SUPPLIED MATERIAL:

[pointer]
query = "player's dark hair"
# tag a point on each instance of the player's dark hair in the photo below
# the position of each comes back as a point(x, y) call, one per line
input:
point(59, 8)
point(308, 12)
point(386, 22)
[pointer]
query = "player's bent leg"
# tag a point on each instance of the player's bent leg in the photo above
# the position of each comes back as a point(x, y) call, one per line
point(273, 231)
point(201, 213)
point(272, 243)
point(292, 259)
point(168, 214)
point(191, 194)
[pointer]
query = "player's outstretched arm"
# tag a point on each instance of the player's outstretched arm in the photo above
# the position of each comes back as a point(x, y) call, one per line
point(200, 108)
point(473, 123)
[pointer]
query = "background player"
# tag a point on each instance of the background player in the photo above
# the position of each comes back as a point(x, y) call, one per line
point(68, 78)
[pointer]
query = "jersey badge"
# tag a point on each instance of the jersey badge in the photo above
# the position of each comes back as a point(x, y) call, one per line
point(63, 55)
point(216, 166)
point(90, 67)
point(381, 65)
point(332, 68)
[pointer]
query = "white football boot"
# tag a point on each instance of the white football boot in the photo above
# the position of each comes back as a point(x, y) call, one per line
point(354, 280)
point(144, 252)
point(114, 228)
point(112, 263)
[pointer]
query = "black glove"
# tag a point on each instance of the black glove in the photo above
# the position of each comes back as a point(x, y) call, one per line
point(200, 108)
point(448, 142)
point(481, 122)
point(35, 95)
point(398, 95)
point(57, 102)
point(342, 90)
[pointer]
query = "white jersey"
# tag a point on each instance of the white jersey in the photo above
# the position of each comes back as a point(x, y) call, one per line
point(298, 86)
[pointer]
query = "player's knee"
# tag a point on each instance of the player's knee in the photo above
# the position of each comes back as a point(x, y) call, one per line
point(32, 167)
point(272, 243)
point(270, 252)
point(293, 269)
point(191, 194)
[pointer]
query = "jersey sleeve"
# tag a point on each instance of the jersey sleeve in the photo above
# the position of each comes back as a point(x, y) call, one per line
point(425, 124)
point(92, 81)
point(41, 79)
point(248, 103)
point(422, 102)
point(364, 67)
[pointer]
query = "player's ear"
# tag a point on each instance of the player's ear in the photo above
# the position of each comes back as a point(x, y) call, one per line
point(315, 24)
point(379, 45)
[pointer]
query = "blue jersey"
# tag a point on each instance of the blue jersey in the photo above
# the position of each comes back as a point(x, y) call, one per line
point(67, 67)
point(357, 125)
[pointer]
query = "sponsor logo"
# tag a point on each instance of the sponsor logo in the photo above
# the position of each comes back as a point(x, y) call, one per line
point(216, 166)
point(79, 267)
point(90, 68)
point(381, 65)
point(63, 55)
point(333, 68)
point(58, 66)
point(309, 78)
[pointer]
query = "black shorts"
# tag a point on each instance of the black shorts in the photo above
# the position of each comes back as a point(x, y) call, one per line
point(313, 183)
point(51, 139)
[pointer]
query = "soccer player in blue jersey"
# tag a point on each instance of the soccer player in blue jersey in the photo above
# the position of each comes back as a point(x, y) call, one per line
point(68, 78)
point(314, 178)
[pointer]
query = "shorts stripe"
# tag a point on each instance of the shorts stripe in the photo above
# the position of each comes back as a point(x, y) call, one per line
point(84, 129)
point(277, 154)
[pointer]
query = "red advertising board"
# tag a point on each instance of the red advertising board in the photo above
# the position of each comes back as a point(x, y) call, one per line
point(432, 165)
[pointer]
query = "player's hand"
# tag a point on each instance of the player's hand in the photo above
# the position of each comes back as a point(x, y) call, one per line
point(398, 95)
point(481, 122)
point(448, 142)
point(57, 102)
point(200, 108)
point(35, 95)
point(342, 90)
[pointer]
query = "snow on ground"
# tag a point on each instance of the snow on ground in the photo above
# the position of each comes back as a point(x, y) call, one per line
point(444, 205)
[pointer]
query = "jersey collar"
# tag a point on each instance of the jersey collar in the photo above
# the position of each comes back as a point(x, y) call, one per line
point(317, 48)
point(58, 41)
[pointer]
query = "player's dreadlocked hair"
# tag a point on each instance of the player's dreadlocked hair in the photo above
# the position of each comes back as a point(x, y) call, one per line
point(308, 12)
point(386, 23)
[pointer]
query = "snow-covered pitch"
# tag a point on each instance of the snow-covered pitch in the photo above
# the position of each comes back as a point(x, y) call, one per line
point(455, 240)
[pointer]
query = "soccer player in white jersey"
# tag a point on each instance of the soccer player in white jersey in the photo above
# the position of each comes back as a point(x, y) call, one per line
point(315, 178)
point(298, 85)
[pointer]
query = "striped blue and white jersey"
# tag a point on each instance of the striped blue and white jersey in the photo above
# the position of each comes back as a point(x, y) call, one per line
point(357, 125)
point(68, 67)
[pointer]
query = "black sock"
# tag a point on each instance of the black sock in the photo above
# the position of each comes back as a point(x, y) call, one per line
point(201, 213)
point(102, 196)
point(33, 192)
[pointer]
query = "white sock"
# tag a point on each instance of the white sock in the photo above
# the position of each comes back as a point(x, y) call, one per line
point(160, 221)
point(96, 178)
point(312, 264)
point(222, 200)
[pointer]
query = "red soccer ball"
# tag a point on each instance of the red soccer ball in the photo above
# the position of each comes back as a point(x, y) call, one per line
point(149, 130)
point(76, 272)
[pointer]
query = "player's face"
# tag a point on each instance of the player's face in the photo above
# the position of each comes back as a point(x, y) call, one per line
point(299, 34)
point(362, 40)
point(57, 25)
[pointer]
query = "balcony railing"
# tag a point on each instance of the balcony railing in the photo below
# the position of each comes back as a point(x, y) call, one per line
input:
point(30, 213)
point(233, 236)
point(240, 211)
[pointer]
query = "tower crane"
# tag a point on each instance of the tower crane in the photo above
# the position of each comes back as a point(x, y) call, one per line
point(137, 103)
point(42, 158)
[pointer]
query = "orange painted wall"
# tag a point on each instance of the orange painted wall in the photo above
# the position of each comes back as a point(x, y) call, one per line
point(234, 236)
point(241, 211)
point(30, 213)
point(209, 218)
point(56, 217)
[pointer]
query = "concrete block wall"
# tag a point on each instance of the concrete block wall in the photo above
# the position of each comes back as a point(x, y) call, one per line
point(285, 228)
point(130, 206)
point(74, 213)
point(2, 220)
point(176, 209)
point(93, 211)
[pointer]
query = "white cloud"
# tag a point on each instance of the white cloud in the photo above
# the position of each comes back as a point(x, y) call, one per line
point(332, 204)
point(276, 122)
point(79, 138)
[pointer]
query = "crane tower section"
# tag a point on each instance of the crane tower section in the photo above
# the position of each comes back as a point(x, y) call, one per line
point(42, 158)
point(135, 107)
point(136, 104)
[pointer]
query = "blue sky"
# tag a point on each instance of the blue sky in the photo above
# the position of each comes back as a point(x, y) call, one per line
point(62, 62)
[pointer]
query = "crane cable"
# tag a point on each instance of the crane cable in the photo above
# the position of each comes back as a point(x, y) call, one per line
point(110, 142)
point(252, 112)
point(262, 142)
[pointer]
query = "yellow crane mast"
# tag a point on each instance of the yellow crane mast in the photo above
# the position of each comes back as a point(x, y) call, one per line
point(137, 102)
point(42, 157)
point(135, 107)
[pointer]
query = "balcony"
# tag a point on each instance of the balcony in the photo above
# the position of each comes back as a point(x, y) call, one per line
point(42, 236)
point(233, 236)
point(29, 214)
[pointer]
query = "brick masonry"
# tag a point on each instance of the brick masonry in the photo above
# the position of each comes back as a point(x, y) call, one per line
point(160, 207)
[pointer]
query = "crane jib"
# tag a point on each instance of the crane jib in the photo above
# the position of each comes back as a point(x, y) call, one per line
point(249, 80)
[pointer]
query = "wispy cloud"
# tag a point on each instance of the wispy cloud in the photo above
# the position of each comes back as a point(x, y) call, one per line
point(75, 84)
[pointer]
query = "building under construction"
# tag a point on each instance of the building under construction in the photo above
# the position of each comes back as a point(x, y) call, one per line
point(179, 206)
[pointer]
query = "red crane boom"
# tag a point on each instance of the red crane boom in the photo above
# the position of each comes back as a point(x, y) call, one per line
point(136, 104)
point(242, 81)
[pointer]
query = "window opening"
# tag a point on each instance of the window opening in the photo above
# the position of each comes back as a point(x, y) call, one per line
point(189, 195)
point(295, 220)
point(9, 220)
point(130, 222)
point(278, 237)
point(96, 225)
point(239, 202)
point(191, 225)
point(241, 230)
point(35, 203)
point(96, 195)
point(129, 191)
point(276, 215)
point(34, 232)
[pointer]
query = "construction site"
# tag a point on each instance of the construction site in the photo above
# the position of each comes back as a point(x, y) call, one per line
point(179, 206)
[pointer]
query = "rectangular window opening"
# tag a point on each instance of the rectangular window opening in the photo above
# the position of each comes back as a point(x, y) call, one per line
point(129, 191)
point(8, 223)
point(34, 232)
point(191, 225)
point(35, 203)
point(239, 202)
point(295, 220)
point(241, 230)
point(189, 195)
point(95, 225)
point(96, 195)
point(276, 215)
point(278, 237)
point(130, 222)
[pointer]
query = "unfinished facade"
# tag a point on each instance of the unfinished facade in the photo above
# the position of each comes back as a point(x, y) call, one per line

TASK PROMPT:
Count the lines in the rows above that contain the word "concrete". Reply with only the number.

SOLUTION:
2